* BEGIN Material provided *
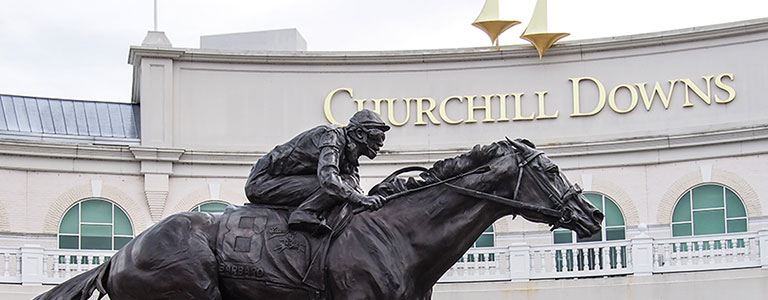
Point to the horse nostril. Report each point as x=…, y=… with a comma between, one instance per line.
x=597, y=215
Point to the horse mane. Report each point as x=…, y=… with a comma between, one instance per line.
x=446, y=168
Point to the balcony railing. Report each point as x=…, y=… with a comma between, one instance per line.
x=33, y=265
x=642, y=255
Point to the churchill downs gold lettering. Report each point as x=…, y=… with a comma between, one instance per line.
x=539, y=105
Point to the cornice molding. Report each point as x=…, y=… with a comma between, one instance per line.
x=565, y=51
x=156, y=154
x=716, y=144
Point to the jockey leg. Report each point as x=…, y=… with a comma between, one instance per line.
x=307, y=217
x=281, y=190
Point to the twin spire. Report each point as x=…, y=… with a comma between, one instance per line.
x=536, y=32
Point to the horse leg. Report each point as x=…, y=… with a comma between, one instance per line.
x=170, y=260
* END Material provided *
● **What the task asks**
Write out all of the records again, substituting "stallion" for every occurrence of "horse" and leaving everything else unchanged. Omit the pictures.

● **Solution for this task**
Point to the stallion nostril. Report each point as x=…, y=… with a comma between, one instance per line.
x=597, y=215
Point to the stallion mane. Report each point as x=…, y=… with a comma between, one instance per line.
x=446, y=168
Point to the balcony railing. Report each point as x=…, y=… with a comma between, one instance per line.
x=33, y=265
x=642, y=255
Point to the churchill downs gold lettering. Report each point as x=…, y=… with a comma between, one instance per line.
x=539, y=105
Point to the cornice molding. Report each point as x=…, y=… with a comma between, one instance per line.
x=565, y=51
x=156, y=154
x=716, y=144
Point to the jockey leg. Report each point as x=…, y=… with a comma between, one instance per line.
x=307, y=217
x=281, y=190
Point to the twin spire. Report each point as x=…, y=… with a comma between, one instance per line.
x=536, y=32
Point to the stallion leg. Report each point as x=…, y=… with a comma between, one instance per line.
x=170, y=260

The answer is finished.